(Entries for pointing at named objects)
==================================================

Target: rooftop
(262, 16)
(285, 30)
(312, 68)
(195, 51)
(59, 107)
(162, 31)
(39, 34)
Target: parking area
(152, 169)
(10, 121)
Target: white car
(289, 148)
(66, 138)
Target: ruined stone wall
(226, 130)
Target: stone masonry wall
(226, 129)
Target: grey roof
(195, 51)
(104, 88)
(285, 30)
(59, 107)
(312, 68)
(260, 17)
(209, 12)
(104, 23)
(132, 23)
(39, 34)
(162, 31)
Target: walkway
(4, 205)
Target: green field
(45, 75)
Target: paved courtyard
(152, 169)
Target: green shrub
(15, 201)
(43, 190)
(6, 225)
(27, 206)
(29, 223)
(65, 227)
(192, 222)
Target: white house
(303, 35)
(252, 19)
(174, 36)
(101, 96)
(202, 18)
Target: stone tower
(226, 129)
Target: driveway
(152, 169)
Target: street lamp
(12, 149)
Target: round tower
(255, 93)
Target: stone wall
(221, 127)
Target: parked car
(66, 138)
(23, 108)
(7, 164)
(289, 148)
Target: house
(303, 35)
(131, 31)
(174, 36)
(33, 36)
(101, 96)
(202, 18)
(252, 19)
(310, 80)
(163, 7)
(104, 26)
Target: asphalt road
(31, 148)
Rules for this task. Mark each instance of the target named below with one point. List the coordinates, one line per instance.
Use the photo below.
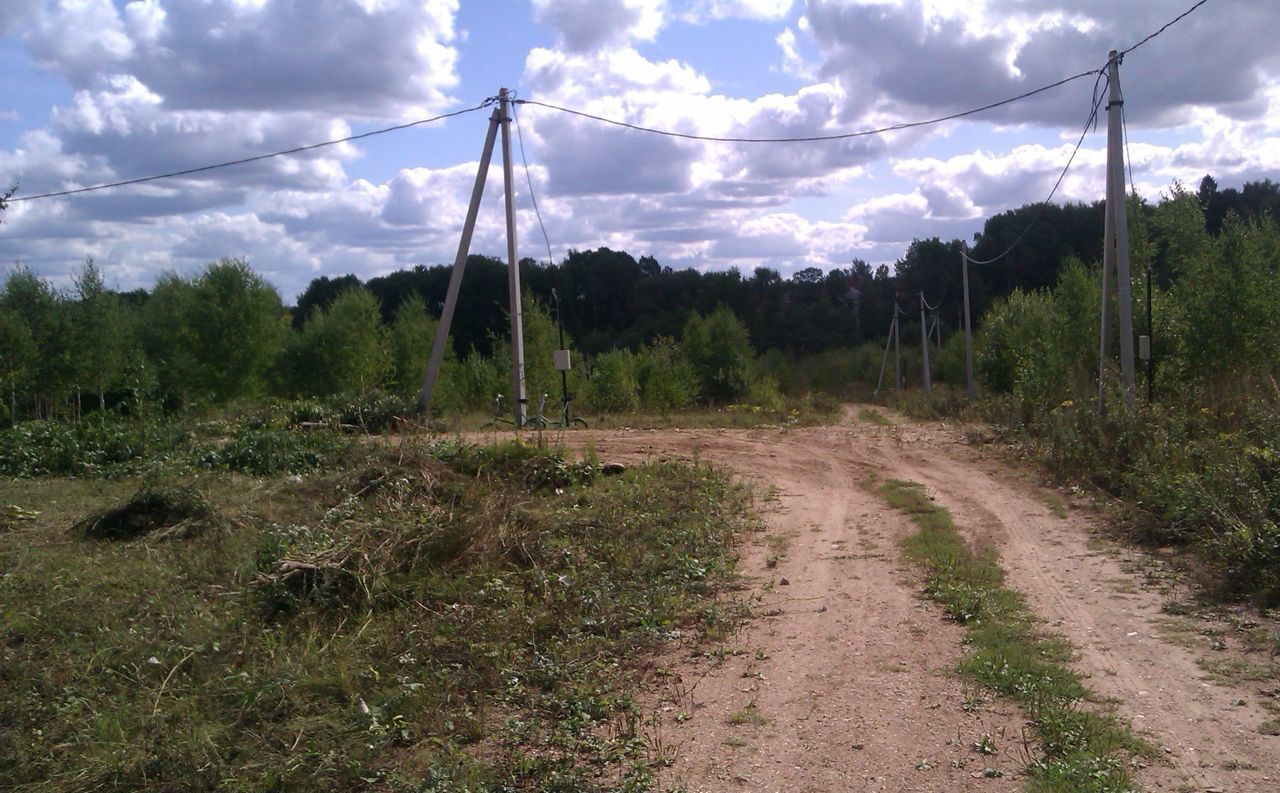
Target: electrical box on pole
(1115, 247)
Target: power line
(1165, 27)
(812, 138)
(255, 159)
(520, 136)
(1089, 122)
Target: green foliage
(341, 349)
(667, 380)
(613, 386)
(1083, 750)
(720, 352)
(96, 447)
(237, 324)
(105, 345)
(169, 339)
(37, 307)
(410, 339)
(391, 614)
(1200, 464)
(266, 452)
(17, 358)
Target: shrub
(613, 386)
(667, 380)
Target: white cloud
(584, 26)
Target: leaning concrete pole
(1115, 246)
(460, 265)
(1118, 207)
(968, 331)
(517, 326)
(924, 351)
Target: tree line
(225, 334)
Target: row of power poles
(1115, 267)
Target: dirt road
(844, 681)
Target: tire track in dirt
(848, 670)
(1111, 620)
(842, 679)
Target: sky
(96, 91)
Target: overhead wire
(639, 128)
(840, 136)
(257, 157)
(533, 198)
(1165, 27)
(1091, 122)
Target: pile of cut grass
(435, 618)
(1084, 751)
(150, 512)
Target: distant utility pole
(924, 349)
(1115, 247)
(501, 118)
(968, 331)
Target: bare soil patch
(844, 679)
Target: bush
(272, 452)
(99, 447)
(613, 386)
(667, 380)
(720, 351)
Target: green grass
(423, 618)
(1083, 751)
(804, 412)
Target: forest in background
(99, 381)
(224, 334)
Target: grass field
(429, 617)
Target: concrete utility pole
(924, 349)
(501, 118)
(1115, 247)
(897, 351)
(517, 326)
(968, 331)
(888, 342)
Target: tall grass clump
(437, 617)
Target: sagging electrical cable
(533, 198)
(841, 136)
(1089, 123)
(257, 157)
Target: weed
(430, 617)
(873, 417)
(748, 715)
(1006, 652)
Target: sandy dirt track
(844, 679)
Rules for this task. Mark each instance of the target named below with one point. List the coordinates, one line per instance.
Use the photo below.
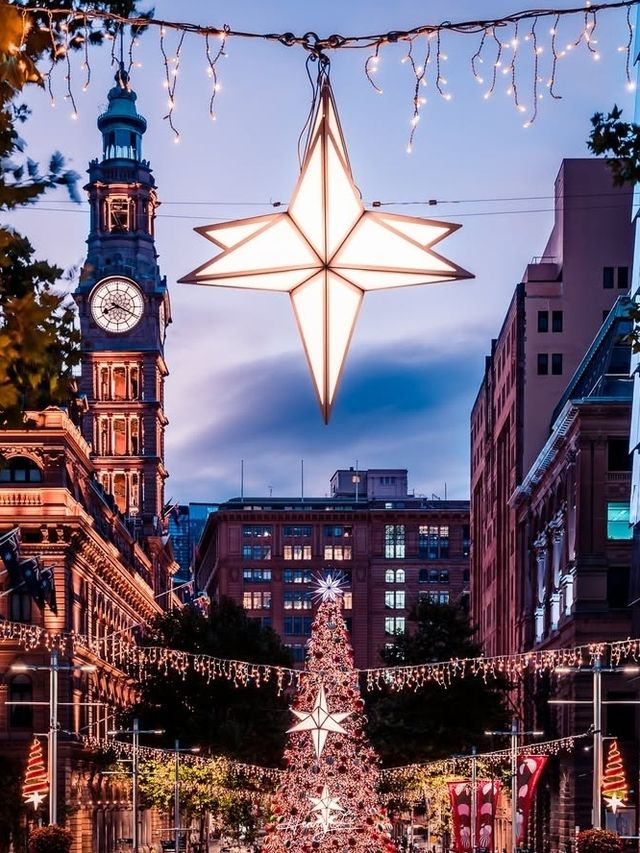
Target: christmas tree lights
(36, 782)
(327, 798)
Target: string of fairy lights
(120, 652)
(525, 48)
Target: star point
(326, 251)
(320, 721)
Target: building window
(623, 278)
(297, 552)
(556, 321)
(394, 599)
(297, 576)
(256, 600)
(543, 321)
(297, 626)
(256, 552)
(256, 575)
(433, 542)
(394, 576)
(394, 541)
(394, 625)
(619, 458)
(300, 532)
(297, 600)
(257, 531)
(297, 651)
(607, 277)
(466, 540)
(20, 469)
(20, 606)
(618, 520)
(337, 552)
(337, 531)
(20, 690)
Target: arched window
(20, 606)
(20, 690)
(20, 469)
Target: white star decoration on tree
(329, 588)
(326, 805)
(319, 721)
(326, 251)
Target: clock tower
(124, 309)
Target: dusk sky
(239, 387)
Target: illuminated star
(326, 251)
(35, 798)
(325, 805)
(319, 721)
(614, 802)
(329, 588)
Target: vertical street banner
(486, 804)
(460, 797)
(530, 768)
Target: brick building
(392, 549)
(550, 323)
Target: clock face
(117, 304)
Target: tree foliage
(247, 723)
(434, 721)
(619, 141)
(39, 343)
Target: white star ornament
(319, 721)
(325, 806)
(326, 251)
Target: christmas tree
(614, 784)
(327, 800)
(36, 783)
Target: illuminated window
(394, 625)
(297, 600)
(256, 600)
(618, 526)
(394, 546)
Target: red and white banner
(529, 769)
(486, 804)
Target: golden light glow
(326, 251)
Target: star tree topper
(326, 251)
(320, 721)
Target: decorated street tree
(327, 800)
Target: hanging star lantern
(326, 251)
(329, 587)
(319, 721)
(326, 805)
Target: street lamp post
(514, 733)
(176, 790)
(54, 668)
(596, 702)
(135, 733)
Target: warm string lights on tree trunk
(534, 40)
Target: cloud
(398, 406)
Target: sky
(239, 392)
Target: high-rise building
(88, 505)
(392, 550)
(124, 310)
(550, 323)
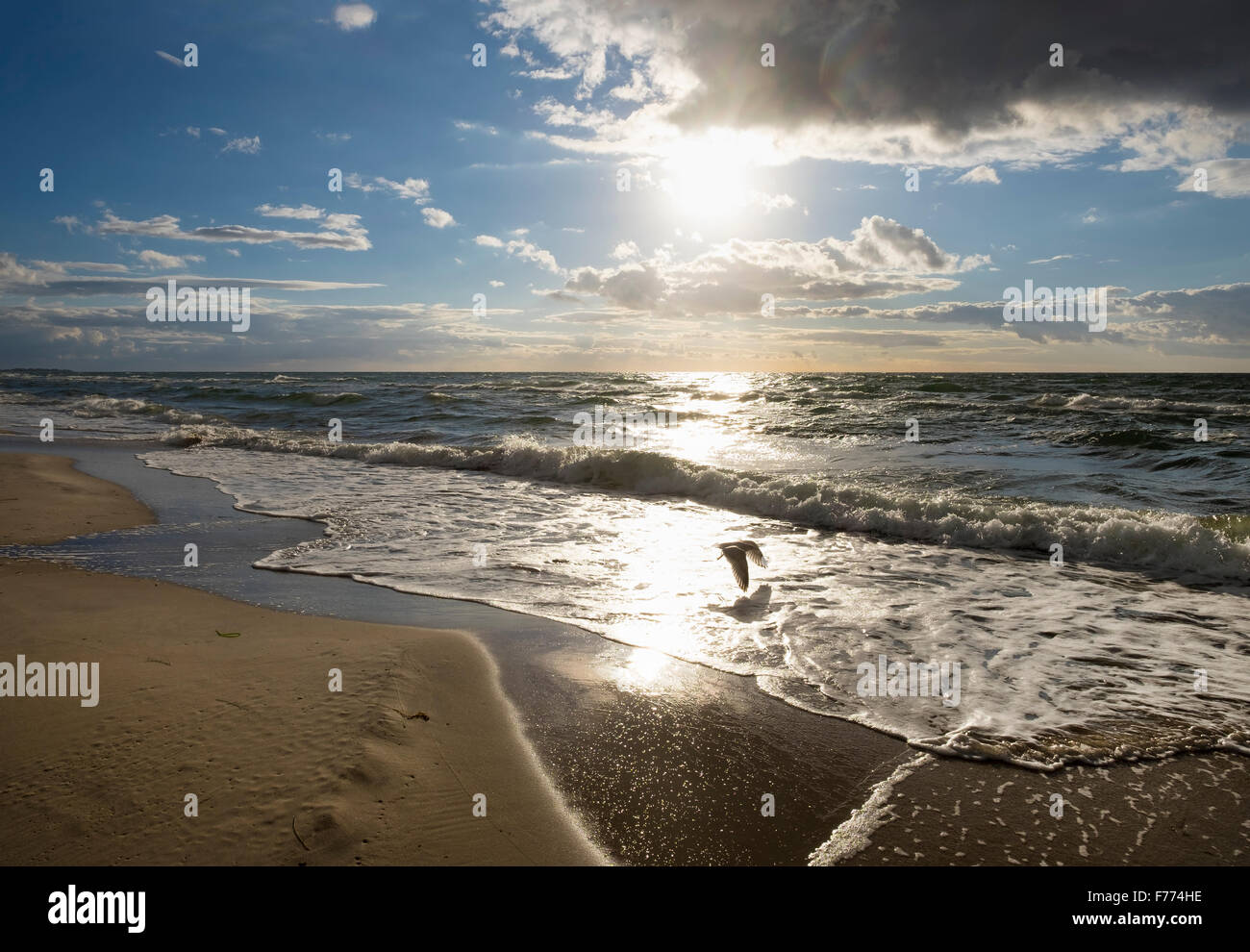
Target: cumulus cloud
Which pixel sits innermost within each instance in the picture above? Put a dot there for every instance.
(415, 188)
(882, 259)
(336, 232)
(354, 16)
(438, 217)
(1225, 178)
(895, 80)
(287, 212)
(248, 145)
(982, 174)
(523, 250)
(158, 260)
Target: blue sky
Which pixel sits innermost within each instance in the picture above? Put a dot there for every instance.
(503, 180)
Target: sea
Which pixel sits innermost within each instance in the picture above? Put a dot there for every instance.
(1073, 547)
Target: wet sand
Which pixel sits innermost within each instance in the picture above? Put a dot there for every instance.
(669, 763)
(284, 769)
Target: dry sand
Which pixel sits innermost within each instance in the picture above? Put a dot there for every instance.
(286, 769)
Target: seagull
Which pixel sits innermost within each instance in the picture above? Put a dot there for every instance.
(737, 555)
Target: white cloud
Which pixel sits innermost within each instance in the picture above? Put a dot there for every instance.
(523, 250)
(415, 188)
(287, 212)
(1225, 178)
(244, 144)
(882, 259)
(354, 16)
(337, 232)
(157, 260)
(982, 174)
(438, 217)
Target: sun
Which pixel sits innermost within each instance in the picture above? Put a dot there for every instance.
(707, 182)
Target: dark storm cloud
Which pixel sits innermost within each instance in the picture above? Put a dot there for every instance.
(954, 66)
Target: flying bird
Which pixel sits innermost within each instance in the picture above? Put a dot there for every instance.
(737, 555)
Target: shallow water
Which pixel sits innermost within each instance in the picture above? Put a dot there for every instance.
(470, 487)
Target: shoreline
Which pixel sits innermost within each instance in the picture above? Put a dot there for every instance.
(663, 763)
(284, 769)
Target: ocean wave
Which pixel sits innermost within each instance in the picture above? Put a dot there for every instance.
(99, 408)
(1140, 405)
(1175, 543)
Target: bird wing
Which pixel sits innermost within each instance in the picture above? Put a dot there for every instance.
(751, 549)
(737, 559)
(754, 554)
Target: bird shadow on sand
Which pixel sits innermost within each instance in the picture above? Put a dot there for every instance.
(748, 608)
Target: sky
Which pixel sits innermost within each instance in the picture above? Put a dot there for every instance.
(626, 184)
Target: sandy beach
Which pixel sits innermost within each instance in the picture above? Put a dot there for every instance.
(658, 760)
(286, 771)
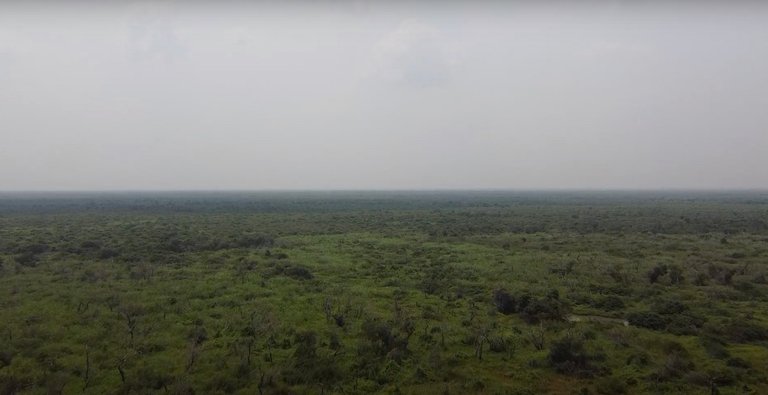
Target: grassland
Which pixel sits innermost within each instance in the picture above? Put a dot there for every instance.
(384, 292)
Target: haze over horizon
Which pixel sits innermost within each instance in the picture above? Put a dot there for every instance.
(603, 95)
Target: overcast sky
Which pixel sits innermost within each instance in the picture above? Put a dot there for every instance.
(354, 95)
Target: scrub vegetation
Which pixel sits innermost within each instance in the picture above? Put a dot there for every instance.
(384, 292)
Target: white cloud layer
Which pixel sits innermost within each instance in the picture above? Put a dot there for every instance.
(172, 95)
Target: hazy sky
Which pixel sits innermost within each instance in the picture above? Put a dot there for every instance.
(357, 95)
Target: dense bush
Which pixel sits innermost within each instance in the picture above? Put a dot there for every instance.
(648, 320)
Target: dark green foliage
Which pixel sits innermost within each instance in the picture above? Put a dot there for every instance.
(648, 320)
(466, 292)
(569, 356)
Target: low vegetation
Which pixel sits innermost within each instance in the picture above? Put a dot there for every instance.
(357, 293)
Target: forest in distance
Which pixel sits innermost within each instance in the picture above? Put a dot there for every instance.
(394, 292)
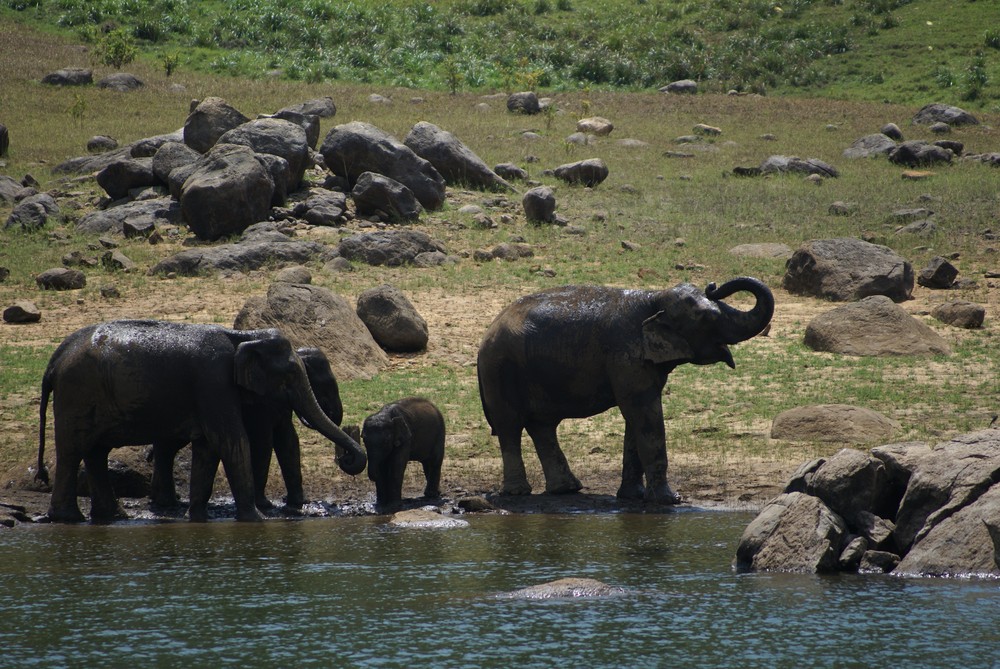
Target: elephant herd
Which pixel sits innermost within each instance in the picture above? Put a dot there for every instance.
(568, 352)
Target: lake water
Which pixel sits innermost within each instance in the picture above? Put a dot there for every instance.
(352, 592)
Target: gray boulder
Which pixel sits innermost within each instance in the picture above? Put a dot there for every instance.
(392, 319)
(275, 137)
(228, 190)
(452, 159)
(312, 316)
(590, 172)
(353, 148)
(874, 326)
(211, 119)
(847, 269)
(378, 195)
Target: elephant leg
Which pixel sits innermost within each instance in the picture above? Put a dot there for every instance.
(515, 478)
(103, 503)
(204, 465)
(558, 477)
(288, 452)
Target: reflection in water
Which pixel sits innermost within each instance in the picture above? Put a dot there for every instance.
(353, 592)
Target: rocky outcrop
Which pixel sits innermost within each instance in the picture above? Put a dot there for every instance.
(908, 509)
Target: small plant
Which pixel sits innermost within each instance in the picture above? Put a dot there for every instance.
(117, 49)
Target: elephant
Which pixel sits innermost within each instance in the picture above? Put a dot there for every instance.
(577, 351)
(134, 382)
(410, 430)
(269, 429)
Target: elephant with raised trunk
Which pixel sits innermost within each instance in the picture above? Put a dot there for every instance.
(576, 351)
(270, 429)
(137, 382)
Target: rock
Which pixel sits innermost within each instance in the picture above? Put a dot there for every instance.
(793, 164)
(525, 102)
(312, 316)
(354, 148)
(122, 82)
(848, 269)
(939, 274)
(276, 137)
(918, 153)
(794, 532)
(61, 278)
(839, 423)
(539, 205)
(873, 326)
(566, 588)
(937, 112)
(389, 247)
(228, 190)
(392, 319)
(452, 159)
(684, 86)
(878, 144)
(209, 121)
(590, 172)
(22, 311)
(375, 194)
(69, 76)
(960, 314)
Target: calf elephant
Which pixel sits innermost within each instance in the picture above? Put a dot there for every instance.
(270, 429)
(410, 430)
(576, 351)
(138, 382)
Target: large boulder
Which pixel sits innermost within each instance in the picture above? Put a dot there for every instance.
(873, 326)
(211, 119)
(847, 269)
(353, 148)
(312, 316)
(228, 190)
(452, 159)
(276, 137)
(392, 319)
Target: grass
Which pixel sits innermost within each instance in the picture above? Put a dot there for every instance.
(683, 213)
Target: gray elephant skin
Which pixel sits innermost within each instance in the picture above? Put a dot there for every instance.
(138, 382)
(577, 351)
(410, 430)
(270, 429)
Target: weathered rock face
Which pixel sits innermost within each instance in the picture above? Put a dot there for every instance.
(452, 159)
(873, 326)
(911, 509)
(312, 316)
(848, 269)
(392, 319)
(228, 190)
(354, 148)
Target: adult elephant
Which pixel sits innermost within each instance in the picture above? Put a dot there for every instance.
(577, 351)
(137, 382)
(270, 429)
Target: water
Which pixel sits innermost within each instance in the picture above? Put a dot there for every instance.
(351, 592)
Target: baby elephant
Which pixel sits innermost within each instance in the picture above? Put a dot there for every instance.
(411, 429)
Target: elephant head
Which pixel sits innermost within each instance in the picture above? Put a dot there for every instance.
(270, 367)
(696, 327)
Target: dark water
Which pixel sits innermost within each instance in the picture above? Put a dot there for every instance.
(351, 592)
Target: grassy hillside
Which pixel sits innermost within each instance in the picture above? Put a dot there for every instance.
(903, 51)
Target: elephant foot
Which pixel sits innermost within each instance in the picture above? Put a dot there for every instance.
(631, 491)
(662, 494)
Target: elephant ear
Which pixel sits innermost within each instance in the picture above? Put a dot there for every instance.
(257, 364)
(661, 342)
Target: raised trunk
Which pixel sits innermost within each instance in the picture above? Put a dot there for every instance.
(350, 456)
(742, 325)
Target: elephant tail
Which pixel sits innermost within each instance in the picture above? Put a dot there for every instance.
(42, 473)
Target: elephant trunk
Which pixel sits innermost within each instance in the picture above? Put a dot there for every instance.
(350, 456)
(740, 325)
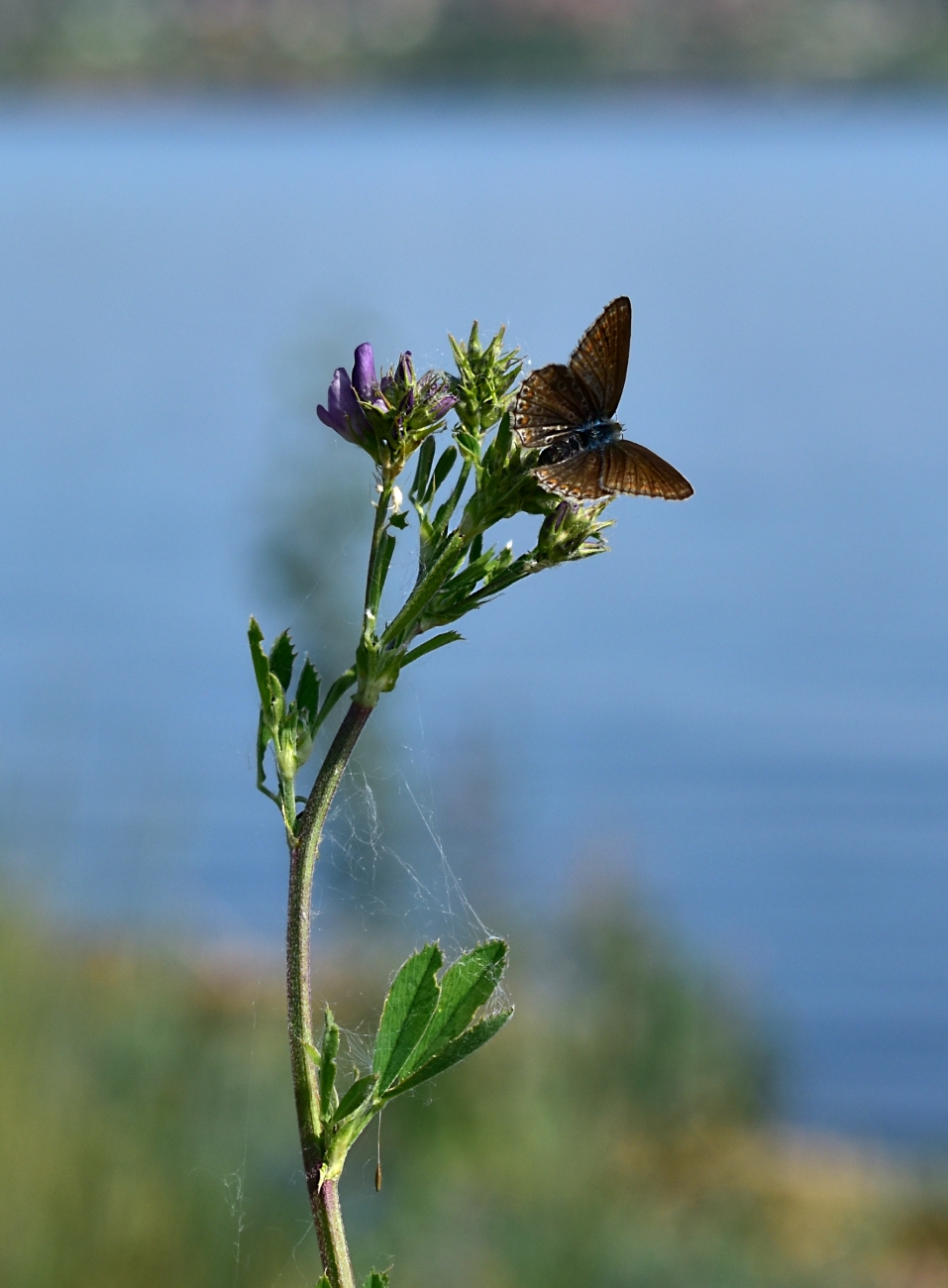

==================================================

WHAT YOU NEED TO DO: How many lines in the entries above contain the word "gray"? Reply with the number alone.

OUTPUT OF THE EXERCISE: 2